Exercise directions: Quote from the forum thread on the DAC1 and USB everything from "No, the DAC1" down to "something entirely different.", word for word.

Document excerpt:
%%

Benchmark DAC1 now available with USB - Page 93

Well, here we go again. So, you are claiming now that your adapter does not undergo the standard volume processing in kmixer?

Last time I looked at the DAC1 it still used the standard USBaudio driver in Windows and that always applies volume processing on 16/44.1 streams no matter which firmware is connected. Have you now concluded otherwise?

Cheers

Thomas

No, the DAC1 does, in fact, use kmixer (unless specifically bypassed). However, the DAC1 USB may interact with kmixer differently then other USB interfaces (with regard to clock control and sample rate conversion).

The debate over whether kmixer is bit-transparent is something entirely different.

Thanks,
Elias

Well to start with the DAC1 does not interact with kmixer at all. The DAC interacts with USBaudio.sys and that driver interacts with kmixer. In fact is does that the same way it interacts for any other device that uses the standard Windows driver.

The only difference I have found looking at the way the firmware behaves is that it registers itself as a device that only supports 24 bit data and if my memory serves me correctly all the relevant bit rates 44.1, 48, and 96Khz. So the main difference is that firmware does not support 16bit mode which is natively supported by the USB chipset. I also understand that Centrance has implemented improved buffering which will reduce drop outs which is a great thing but orthogonal to the kmixer issue.

%%

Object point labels
%%

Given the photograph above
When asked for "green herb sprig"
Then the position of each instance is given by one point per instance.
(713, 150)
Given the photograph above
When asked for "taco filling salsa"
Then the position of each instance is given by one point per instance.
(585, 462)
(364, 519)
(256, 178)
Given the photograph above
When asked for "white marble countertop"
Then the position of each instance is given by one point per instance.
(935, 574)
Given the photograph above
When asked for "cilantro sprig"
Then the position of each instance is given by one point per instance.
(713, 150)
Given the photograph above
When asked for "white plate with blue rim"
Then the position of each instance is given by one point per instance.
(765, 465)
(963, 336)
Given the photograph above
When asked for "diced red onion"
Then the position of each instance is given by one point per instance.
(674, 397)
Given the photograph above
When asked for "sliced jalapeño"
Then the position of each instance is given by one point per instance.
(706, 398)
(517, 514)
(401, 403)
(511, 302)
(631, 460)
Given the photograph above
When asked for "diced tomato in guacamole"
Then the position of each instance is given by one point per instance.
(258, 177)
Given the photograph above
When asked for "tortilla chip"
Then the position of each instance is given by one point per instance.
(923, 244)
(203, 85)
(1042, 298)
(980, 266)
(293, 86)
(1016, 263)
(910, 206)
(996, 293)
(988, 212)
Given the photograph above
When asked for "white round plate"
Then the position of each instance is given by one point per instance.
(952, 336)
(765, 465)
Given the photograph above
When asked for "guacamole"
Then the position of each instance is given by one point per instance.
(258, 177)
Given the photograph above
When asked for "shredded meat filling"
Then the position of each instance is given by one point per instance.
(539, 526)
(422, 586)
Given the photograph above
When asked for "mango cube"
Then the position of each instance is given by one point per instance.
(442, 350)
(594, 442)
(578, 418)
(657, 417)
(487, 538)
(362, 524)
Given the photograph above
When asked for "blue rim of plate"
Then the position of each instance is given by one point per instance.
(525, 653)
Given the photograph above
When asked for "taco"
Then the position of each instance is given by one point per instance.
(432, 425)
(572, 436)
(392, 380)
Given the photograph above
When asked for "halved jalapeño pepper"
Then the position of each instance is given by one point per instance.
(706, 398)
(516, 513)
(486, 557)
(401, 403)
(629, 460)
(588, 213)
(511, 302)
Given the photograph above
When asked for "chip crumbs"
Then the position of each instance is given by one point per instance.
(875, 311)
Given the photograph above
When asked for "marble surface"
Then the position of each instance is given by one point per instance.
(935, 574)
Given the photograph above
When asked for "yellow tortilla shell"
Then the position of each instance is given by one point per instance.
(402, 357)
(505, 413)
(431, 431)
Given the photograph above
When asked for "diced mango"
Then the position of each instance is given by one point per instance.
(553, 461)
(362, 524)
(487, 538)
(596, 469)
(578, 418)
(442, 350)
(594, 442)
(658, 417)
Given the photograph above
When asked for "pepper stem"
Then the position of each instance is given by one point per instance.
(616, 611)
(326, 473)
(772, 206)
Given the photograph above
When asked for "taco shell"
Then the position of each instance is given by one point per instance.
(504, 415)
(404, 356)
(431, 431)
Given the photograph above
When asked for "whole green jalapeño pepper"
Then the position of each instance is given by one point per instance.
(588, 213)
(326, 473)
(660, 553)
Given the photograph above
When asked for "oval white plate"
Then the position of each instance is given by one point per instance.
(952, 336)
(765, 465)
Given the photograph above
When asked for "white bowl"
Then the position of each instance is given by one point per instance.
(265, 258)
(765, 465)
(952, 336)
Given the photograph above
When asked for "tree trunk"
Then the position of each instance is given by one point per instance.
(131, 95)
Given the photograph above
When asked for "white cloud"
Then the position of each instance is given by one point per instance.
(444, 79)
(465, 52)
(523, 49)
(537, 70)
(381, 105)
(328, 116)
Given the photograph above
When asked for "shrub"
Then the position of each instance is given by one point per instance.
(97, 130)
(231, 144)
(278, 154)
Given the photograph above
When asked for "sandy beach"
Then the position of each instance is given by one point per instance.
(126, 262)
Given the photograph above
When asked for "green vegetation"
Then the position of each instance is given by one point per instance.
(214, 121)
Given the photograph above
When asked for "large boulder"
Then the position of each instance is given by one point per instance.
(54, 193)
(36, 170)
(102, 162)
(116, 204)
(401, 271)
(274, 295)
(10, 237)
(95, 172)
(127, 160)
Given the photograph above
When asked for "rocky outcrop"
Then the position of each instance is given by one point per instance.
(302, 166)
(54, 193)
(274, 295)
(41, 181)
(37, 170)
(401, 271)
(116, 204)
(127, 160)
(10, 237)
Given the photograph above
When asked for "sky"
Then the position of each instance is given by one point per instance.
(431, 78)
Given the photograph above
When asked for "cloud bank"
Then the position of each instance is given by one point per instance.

%%

Answer for the task:
No, the DAC1 does, in fact, use kmixer (unless specifically bypassed). However, the DAC1 USB may interact with kmixer differently then other USB interfaces (with regard to clock control and sample rate conversion).

The debate over whether kmixer is bit-transparent is something entirely different.